**Set problem**: Print each of the records below line for line, leaving out the pictures.
-- start of Supplied information --
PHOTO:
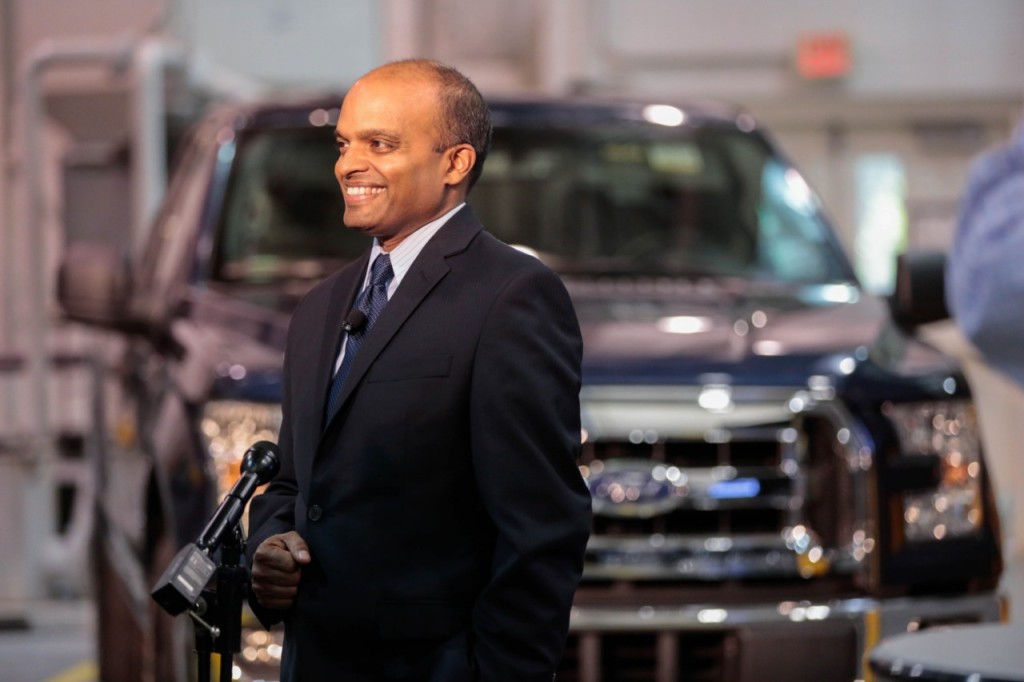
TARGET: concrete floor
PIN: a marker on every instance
(54, 641)
(48, 641)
-- end of Supplied information --
**Result of this task**:
PHOTO:
TARGET: concrete floor
PIN: a marker on every instance
(54, 641)
(48, 641)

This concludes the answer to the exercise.